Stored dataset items
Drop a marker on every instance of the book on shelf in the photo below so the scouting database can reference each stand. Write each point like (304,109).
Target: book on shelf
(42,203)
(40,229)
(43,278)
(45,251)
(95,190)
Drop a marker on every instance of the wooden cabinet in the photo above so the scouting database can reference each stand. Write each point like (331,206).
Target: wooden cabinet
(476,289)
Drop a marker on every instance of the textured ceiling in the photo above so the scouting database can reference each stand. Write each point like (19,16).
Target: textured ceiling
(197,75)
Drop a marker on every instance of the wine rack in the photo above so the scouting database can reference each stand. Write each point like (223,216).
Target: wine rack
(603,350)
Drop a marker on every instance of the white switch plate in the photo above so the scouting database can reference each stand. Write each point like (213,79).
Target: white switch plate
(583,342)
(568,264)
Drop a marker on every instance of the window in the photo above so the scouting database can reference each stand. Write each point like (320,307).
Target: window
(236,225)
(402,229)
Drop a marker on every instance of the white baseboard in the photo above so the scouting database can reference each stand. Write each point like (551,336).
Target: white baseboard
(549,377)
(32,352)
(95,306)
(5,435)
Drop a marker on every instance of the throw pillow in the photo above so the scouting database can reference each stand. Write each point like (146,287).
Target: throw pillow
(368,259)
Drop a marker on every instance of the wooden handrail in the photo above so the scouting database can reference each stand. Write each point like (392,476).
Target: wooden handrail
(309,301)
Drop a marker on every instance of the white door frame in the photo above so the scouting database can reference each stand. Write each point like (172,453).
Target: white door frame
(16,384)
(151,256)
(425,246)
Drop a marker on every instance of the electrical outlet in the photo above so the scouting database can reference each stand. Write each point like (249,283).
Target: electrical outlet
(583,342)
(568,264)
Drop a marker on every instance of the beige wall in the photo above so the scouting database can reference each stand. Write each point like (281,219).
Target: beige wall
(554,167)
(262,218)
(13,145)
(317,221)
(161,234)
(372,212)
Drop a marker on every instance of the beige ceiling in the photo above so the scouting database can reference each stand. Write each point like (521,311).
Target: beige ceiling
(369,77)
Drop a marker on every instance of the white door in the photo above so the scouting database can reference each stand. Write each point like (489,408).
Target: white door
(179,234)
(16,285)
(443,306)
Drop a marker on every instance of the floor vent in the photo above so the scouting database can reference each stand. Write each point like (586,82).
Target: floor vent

Exercise prompt >>
Please copy out the rows above, swapping "throw pillow" for "sofa cushion" everywhere it appears and keeping everything else the same.

Response to the task >>
Drop a marker on every instance of the book on shelf in the photo below so the scouting database can reference each stand. Write each point like (304,109).
Target: book on shelf
(42,203)
(40,229)
(43,278)
(45,251)
(95,190)
Drop a marker on every instance of the wooden cabinet in the photo above so the scouting database can reference each stand. Write each point like (331,206).
Target: wooden cabinet
(476,289)
Drop a marker on every instance of the textured ceiling in the photo above so the scouting database can reference each stand. Write each point like (19,16).
Target: textured ceiling
(197,75)
Drop a marker on every instance of the wine rack in the photo above so the scouting database can reference each stand. Write each point like (223,216).
Target: wine rack
(603,350)
Drop a marker on every instance of the white switch plate in the photo above so the scouting database can reference each stand. Write each point like (213,79).
Target: white switch plate
(583,342)
(568,264)
Drop a marker on every instance of the window in the photo above so the scouting database can reference each stand. Write each point like (320,307).
Target: window
(236,225)
(402,229)
Drop a marker on every instance of the white baseboard in the photo above so the scouting database can reference each stand. Write each point like (551,336).
Target: white baseboard
(549,377)
(32,352)
(95,306)
(5,435)
Drop a marker on every instance of the sofa cushion in the photo above so the scouting database can reference each stand. Write each point like (146,287).
Target: sofa cushion
(368,259)
Drop a marker on every instance of the wooden handrail in the photo above so the scouting database can reference each stand. Write each point like (392,476).
Target: wooden handrail
(309,301)
Drop a marker on every instance of the white door frame in the photo above so the scouting database can reference each stand. Write each point like (172,453).
Target: white door frame
(16,384)
(151,256)
(425,246)
Drop a marker on every instance of the electrical outlet in the photo above so the scouting database can reference each stand. Write each point like (249,283).
Target: electrical outlet
(583,342)
(568,264)
Drop a marker on every instance of the beige wall in the photo above so the scouting database can reference each stand. Write each point like (281,219).
Target: beige wall
(554,167)
(262,218)
(13,145)
(317,221)
(161,234)
(372,212)
Drop a marker on every instance of the beige ceiling in the photo above so the scouting database can reference each stand. Write each point like (521,311).
Target: beige ceiling
(369,77)
Drop a marker on every instance of the white door in the photo above so the scouting database can reference each stand. Write each point like (489,408).
Target: white door
(179,234)
(16,285)
(443,306)
Drop a marker on every instance of the floor vent in the photo above so the scouting database can reference each stand. Write each point like (586,82).
Target: floor vent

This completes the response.